Quote from: wek on August 10, 2022, 07:39:09 am

BSY is a problematic signal. Try using RXNE instead.

Yes the RM itself suggest to use RXNE instead.

The problem here is that we have continuous transmission: as the Tx buffer is immediately filled, the SCK is unbroken.
When this happens, it is very difficult to have a meaningful interval when NSS is de-asserted, there is not a "good place" where to put it.

As the SPI is almost-but-not-quite a standard, there are variations in these details and how each device interprets them.
Depending on the speed you run the SPI, the NRF24L01 might not cope with this kind of continuous transmission - It needs NSS setup and hold times of 2 ns and a minimum NSS de-assered duration of 50 ns - I think the only sensible way is to add a small delay to move the NSS and/or somehow break the continuos transmission.

More sophisticated peripherals, e.g. NXP FlexSPI, geared towards (Q)SPI memory, can configure minimum NSS pulse width and setup and hold times.

Ulfberth · « **Reply #5 on:** August 10, 2022, 11:43:12 am »

It's weird but i just changed SPI speed to 4Mhz ( SPI speed before was 62.5Khz) I chose the slowest DIV, because i thought it gonna be less pain to debug it

And now at 4Mhz it seems work fine now with RXNE check before pulling CS high.

And what's even more weird, it works even if I do change CS by polling BSY and TXE only not touching RXNE at all

I am completely lost and don't know what was wrong...
Why it not works on slow speed, but works on fast while it kinda should be vice versa

UPD. On 8Mhz it also works fine

Code: [Select]

#include <stdint.h>
#include "stm32f4xx.h"


void SPI1_INIT(void)
{
	RCC->APB2ENR |= RCC_APB2ENR_SPI1EN; // Enable SPI1 Clock

	SPI1->CR1 |= SPI_CR1_BR_0;			//Div 4
	SPI1->CR1 |= SPI_CR1_MSTR; 		 	//Bit 2 MSTR: Master selection
	SPI1->CR1 |= SPI_CR1_SSM | SPI_CR1_SSI;
	

	SPI1->CR1 |= SPI_CR1_SPE; 			//Bit 6 SPE: SPI enable

}

void SPI1_GPIO_INIT(void) // PA4 - SPI1_NSS | PA5-SPI1_SCK | PA6-SPI1_MISO| PA7-SPI1_MOSI
{
	RCC->AHB1ENR |= RCC_AHB1ENR_GPIOAEN; //Enable GPIOA Clock

	GPIOA->MODER |= GPIO_MODER_MODER4_0;  //PA4 GPIO OUT mde
	GPIOA->MODER |= GPIO_MODER_MODER5_1;  //Enable Alternate function mode for GPIOA PA5
	GPIOA->MODER |= GPIO_MODER_MODER6_1;  //Enable Alternate function mode for GPIOA PA6
	GPIOA->MODER |= GPIO_MODER_MODER7_1;  //Enable Alternate function mode for GPIOA PA7

	GPIOA->AFR[0] |= 0x5UL<<GPIO_AFRL_AFSEL5_Pos;  //GPIO alternate function set 0101 AF5 SPI PA5
	GPIOA->AFR[0] |= 0x5UL<<GPIO_AFRL_AFSEL6_Pos;  //GPIO alternate function set 0101 AF5 SPI PA6
	GPIOA->AFR[0] |= 0x5UL<<GPIO_AFRL_AFSEL7_Pos;  //GPIO alternate function set 0101 AF5 SPI PA7

}



void spi_send(uint8_t data)

Stored dataset rows
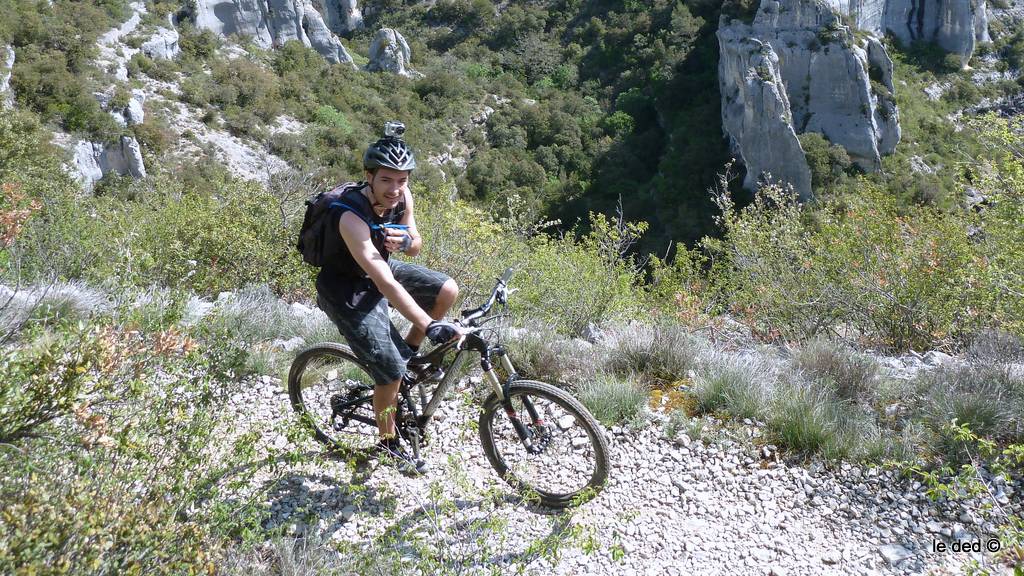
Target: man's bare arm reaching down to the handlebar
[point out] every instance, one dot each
(357, 236)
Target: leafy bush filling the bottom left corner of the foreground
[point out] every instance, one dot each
(111, 471)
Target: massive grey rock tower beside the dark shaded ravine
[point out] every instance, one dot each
(835, 85)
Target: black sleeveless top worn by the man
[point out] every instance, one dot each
(343, 281)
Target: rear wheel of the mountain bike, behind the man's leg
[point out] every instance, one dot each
(333, 393)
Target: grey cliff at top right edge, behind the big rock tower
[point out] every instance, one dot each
(958, 26)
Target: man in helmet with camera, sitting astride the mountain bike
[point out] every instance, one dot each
(375, 219)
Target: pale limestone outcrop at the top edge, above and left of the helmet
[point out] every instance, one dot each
(273, 23)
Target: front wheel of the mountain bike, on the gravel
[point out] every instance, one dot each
(565, 456)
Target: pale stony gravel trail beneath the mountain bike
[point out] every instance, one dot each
(726, 504)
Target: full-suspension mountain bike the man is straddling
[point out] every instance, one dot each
(541, 441)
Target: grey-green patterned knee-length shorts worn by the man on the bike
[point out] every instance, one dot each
(372, 336)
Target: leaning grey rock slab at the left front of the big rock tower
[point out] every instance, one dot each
(756, 112)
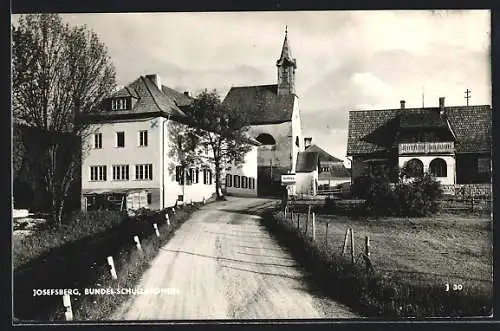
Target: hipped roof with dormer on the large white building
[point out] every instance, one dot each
(146, 99)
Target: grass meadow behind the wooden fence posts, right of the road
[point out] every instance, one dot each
(438, 250)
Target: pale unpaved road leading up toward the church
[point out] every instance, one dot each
(222, 264)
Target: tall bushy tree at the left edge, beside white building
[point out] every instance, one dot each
(59, 72)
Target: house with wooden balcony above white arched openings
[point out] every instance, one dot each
(452, 143)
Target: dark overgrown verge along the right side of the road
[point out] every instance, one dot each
(373, 294)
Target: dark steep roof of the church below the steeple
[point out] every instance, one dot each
(261, 103)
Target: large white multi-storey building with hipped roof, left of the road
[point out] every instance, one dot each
(132, 148)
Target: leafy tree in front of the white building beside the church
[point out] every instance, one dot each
(222, 130)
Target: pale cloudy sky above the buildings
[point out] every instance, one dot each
(346, 60)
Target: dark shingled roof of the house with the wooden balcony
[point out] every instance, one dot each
(373, 131)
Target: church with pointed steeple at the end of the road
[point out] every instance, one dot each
(274, 116)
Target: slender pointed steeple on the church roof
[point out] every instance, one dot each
(286, 69)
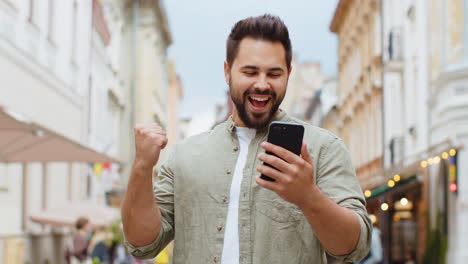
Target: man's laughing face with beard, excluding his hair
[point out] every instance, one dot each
(257, 81)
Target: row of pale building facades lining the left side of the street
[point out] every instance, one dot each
(82, 71)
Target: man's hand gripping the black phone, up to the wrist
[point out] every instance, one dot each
(294, 175)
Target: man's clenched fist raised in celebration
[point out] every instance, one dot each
(149, 140)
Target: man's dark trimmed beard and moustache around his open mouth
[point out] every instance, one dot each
(255, 120)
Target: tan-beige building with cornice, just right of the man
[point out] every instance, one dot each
(359, 109)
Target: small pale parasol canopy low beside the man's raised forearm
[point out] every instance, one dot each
(67, 214)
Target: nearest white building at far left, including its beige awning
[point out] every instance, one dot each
(53, 58)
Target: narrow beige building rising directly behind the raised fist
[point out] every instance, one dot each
(152, 77)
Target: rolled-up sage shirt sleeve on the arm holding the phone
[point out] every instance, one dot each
(336, 178)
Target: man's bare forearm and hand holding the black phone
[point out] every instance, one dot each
(295, 183)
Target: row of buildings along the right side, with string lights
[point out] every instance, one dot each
(414, 191)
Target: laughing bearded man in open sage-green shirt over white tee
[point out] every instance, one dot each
(209, 197)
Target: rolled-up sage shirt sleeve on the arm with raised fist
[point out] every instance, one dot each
(164, 194)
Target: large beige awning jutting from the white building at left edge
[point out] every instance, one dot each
(24, 141)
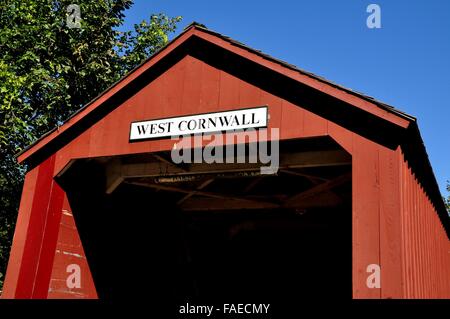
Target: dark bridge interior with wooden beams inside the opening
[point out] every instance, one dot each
(222, 232)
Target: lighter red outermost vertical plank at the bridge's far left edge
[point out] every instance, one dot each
(20, 234)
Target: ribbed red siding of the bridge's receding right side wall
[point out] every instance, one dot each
(426, 248)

▶ **EXERCISES TO COMPLETE**:
1. Quote the SPI forum thread word for word, starting at "Quote from: wek" and going up to and including "the continuos transmission.".
2. Render this sentence from the SPI forum thread in Spanish: "More sophisticated peripherals, e.g. NXP FlexSPI, geared towards (Q)SPI memory, can configure minimum NSS pulse width and setup and hold times."
3. In the SPI forum thread, what SPI speed was in use before the change to 4 MHz?
These rows are a separate collection of material, apart from the SPI forum thread.

▶ **EXPECTED RESULTS**:
1.
Quote from: wek on August 10, 2022, 07:39:09 am

BSY is a problematic signal. Try using RXNE instead.

Yes the RM itself suggest to use RXNE instead.

The problem here is that we have continuous transmission: as the Tx buffer is immediately filled, the SCK is unbroken.
When this happens, it is very difficult to have a meaningful interval when NSS is de-asserted, there is not a "good place" where to put it.

As the SPI is almost-but-not-quite a standard, there are variations in these details and how each device interprets them.
Depending on the speed you run the SPI, the NRF24L01 might not cope with this kind of continuous transmission - It needs NSS setup and hold times of 2 ns and a minimum NSS de-assered duration of 50 ns - I think the only sensible way is to add a small delay to move the NSS and/or somehow break the continuos transmission.

2. Los periféricos más sofisticados, p. ej., NXP FlexSPI, orientados a memorias (Q)SPI, pueden configurar el ancho mínimo de pulso de NSS y los tiempos de establecimiento y retención.

3. 62.5 kHz